:: Task prompt ::
Taking the data below line by line, count those that include the word "beige" and report the number alone.

--- Source information Enclosed Below ---

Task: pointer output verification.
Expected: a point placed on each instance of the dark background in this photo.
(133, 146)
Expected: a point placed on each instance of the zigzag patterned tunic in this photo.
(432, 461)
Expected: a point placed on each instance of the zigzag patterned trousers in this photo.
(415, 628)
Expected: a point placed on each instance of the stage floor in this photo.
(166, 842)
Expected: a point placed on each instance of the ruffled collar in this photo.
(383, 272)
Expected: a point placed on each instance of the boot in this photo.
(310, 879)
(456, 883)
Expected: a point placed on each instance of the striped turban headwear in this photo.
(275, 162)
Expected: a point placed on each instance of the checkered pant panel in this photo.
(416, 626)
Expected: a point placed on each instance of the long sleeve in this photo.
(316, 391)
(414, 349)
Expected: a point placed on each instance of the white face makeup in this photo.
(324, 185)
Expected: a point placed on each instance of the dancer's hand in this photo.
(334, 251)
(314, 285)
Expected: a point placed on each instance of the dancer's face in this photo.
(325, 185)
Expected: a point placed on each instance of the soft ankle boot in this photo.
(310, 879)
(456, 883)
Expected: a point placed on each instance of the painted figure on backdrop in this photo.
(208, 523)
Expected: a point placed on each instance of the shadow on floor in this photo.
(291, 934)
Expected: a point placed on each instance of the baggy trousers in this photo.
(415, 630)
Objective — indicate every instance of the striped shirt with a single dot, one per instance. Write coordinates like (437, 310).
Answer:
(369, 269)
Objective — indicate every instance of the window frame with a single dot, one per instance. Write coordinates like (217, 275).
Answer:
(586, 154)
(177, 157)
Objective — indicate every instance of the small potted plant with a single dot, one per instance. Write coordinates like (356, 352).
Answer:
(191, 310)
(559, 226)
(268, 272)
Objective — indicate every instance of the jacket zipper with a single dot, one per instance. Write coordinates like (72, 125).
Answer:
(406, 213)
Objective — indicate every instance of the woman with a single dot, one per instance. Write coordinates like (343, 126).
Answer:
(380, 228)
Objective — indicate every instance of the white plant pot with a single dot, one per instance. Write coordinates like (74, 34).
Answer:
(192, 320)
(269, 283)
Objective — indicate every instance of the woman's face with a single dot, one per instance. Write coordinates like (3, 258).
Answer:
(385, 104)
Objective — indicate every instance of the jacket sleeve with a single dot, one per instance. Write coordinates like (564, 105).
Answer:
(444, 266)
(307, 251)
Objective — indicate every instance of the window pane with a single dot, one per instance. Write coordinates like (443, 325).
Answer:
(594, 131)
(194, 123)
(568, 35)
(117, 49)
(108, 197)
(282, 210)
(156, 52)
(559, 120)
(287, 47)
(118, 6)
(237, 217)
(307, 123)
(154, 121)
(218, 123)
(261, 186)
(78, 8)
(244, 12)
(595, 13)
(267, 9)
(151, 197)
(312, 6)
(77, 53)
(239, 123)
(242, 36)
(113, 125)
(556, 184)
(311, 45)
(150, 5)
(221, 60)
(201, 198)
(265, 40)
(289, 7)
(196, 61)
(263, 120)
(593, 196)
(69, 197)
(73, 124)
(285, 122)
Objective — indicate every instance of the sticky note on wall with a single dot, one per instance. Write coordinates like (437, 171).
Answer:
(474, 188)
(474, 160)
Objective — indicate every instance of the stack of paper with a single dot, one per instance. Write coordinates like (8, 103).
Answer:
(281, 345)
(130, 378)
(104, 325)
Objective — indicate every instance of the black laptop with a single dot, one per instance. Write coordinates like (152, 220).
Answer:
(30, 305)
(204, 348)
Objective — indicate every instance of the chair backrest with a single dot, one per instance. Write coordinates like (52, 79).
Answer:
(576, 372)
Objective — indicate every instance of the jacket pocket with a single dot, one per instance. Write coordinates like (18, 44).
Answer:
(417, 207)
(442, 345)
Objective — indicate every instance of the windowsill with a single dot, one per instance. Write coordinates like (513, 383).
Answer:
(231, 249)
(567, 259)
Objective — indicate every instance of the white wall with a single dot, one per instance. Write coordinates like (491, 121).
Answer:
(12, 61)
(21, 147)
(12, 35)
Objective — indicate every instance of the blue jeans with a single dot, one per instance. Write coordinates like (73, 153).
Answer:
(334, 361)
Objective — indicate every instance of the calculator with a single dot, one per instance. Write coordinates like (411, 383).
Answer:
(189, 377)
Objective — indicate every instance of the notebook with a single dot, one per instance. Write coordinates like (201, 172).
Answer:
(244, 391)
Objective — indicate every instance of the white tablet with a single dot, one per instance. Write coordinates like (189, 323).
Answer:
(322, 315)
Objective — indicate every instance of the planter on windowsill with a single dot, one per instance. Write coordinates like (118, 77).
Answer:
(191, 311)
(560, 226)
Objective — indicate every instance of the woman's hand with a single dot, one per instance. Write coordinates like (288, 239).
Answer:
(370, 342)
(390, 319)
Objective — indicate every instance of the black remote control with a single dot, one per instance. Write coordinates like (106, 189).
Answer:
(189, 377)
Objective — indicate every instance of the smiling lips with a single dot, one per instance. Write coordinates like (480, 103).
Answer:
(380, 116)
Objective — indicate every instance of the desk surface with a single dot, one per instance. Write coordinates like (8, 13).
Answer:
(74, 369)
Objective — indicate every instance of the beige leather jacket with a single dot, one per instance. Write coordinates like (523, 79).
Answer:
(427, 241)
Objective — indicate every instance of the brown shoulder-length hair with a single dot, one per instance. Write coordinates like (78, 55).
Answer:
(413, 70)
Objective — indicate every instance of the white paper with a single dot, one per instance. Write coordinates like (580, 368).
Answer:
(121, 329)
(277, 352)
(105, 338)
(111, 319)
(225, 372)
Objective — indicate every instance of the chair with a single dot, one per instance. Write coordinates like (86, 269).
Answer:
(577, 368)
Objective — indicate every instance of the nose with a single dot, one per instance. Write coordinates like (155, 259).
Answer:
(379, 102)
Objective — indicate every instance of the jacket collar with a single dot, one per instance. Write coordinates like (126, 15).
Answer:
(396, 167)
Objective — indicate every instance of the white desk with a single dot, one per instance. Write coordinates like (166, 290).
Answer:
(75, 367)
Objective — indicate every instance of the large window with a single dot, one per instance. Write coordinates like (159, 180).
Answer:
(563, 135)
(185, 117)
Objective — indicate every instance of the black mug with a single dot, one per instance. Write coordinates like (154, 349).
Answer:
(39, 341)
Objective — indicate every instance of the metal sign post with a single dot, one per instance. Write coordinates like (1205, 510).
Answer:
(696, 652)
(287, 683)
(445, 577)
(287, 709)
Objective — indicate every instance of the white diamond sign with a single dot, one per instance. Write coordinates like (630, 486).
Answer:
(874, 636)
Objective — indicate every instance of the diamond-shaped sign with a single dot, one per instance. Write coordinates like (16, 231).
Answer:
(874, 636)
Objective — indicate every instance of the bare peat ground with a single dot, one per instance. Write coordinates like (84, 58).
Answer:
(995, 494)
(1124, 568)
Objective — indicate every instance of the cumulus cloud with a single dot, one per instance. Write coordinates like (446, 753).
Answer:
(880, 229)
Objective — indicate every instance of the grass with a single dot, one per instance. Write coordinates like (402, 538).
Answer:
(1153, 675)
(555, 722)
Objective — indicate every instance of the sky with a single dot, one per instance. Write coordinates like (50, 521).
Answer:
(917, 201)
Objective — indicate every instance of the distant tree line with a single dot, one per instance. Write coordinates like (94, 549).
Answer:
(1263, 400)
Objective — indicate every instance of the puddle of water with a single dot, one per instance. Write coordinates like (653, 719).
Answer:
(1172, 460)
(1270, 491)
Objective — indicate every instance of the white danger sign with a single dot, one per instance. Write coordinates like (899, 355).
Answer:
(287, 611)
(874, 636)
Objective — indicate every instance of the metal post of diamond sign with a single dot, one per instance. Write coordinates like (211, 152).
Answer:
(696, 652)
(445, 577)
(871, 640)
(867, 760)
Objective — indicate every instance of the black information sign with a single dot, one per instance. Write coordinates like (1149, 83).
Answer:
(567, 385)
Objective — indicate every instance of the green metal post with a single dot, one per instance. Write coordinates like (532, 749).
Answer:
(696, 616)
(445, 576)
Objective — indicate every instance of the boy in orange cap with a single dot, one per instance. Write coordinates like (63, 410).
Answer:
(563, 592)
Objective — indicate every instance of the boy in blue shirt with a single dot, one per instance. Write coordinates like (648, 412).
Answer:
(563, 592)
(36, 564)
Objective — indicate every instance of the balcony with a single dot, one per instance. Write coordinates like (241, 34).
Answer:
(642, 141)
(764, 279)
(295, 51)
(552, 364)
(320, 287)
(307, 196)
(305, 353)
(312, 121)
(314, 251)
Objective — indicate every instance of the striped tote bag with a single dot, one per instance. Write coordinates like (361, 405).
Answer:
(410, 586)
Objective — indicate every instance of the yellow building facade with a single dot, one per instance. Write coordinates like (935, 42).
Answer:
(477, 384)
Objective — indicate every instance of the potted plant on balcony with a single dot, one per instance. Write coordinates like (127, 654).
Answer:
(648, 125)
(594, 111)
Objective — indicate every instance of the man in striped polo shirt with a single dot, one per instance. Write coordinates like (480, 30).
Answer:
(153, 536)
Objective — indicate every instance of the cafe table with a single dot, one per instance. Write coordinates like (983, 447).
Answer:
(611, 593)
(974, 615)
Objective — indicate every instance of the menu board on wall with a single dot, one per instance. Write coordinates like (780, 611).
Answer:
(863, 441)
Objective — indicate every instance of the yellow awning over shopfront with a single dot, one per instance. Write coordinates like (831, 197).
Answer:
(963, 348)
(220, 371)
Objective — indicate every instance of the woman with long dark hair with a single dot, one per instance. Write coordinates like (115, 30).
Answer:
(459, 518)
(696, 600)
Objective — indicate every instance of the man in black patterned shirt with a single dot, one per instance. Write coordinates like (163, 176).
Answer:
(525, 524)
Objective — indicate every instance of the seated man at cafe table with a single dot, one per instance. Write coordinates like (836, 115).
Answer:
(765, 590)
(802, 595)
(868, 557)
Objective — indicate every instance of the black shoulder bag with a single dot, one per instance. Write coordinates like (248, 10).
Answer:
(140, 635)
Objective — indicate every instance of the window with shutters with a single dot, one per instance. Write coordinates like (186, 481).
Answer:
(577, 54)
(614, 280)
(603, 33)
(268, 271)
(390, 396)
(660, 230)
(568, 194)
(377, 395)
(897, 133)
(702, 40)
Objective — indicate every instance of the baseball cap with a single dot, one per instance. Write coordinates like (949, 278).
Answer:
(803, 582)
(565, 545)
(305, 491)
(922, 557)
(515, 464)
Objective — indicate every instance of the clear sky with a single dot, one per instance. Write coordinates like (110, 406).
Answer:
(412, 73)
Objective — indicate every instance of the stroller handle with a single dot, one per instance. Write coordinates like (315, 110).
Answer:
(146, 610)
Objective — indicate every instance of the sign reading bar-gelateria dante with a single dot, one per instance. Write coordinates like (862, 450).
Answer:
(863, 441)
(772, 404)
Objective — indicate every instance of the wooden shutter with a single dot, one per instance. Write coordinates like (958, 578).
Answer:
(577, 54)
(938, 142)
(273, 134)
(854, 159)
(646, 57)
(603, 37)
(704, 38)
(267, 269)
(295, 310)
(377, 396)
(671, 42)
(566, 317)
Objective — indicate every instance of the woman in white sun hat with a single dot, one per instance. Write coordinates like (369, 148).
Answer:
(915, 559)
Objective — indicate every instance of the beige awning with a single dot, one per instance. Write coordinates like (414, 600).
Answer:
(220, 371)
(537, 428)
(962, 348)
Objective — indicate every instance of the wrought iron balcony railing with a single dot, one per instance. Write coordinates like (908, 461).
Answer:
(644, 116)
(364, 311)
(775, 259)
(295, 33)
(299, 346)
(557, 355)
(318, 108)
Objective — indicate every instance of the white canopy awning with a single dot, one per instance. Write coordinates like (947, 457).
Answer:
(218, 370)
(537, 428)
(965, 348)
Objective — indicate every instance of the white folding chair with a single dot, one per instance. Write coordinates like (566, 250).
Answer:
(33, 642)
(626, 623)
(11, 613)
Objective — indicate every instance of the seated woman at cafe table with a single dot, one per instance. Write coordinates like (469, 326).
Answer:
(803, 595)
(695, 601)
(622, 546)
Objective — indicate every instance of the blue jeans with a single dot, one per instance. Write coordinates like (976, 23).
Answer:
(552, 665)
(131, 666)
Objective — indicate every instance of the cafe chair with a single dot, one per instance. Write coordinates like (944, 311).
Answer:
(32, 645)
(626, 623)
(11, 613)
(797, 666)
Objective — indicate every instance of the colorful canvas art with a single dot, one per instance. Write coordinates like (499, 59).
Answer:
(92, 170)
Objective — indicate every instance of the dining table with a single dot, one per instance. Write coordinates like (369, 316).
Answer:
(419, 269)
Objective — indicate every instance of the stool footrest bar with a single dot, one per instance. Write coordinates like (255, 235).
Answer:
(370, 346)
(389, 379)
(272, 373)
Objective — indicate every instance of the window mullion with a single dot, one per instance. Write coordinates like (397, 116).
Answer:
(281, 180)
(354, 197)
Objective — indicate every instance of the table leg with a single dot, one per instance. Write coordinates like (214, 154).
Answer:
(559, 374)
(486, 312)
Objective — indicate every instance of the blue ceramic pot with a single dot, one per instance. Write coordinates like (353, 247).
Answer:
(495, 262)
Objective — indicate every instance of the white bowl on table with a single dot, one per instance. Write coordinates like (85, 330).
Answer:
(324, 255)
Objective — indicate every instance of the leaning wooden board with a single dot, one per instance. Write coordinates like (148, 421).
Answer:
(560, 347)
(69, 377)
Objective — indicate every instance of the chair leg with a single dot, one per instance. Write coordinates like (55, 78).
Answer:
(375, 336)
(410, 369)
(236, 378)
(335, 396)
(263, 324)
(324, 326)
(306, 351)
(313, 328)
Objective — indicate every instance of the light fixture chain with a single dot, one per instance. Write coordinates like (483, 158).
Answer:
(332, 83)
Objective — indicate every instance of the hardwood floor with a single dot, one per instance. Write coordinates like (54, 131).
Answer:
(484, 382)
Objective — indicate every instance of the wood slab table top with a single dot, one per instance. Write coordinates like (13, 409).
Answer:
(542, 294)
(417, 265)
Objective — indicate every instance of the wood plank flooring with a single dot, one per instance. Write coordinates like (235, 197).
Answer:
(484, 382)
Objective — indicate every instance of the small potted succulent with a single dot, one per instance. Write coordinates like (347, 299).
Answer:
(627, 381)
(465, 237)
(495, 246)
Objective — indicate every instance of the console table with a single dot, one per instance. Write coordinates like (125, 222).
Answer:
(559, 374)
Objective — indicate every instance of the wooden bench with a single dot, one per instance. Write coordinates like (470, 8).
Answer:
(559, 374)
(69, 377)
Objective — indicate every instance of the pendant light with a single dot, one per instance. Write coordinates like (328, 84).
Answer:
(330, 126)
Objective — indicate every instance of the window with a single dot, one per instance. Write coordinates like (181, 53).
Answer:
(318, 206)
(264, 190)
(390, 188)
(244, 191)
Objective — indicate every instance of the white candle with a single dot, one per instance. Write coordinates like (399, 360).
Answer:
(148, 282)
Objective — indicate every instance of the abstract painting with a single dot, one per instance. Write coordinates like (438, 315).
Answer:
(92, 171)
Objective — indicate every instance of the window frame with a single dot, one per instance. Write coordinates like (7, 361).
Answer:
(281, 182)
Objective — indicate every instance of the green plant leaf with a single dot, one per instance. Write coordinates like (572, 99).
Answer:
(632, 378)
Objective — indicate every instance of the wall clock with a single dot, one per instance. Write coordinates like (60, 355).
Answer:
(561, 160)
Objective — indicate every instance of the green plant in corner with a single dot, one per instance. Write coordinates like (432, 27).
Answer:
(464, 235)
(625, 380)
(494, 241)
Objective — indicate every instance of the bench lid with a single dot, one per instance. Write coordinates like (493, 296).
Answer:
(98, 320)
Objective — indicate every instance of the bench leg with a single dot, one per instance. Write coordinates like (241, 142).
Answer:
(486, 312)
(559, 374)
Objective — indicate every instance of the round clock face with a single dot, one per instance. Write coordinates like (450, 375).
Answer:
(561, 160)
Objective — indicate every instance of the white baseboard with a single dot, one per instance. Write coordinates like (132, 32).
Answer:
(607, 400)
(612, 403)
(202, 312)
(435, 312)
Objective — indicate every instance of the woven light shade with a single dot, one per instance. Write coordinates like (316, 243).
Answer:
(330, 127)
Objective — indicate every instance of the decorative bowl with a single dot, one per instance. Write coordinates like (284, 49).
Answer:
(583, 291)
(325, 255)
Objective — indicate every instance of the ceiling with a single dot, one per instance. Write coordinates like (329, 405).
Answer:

--- End of Enclosed Source information ---

:: Answer below ::
2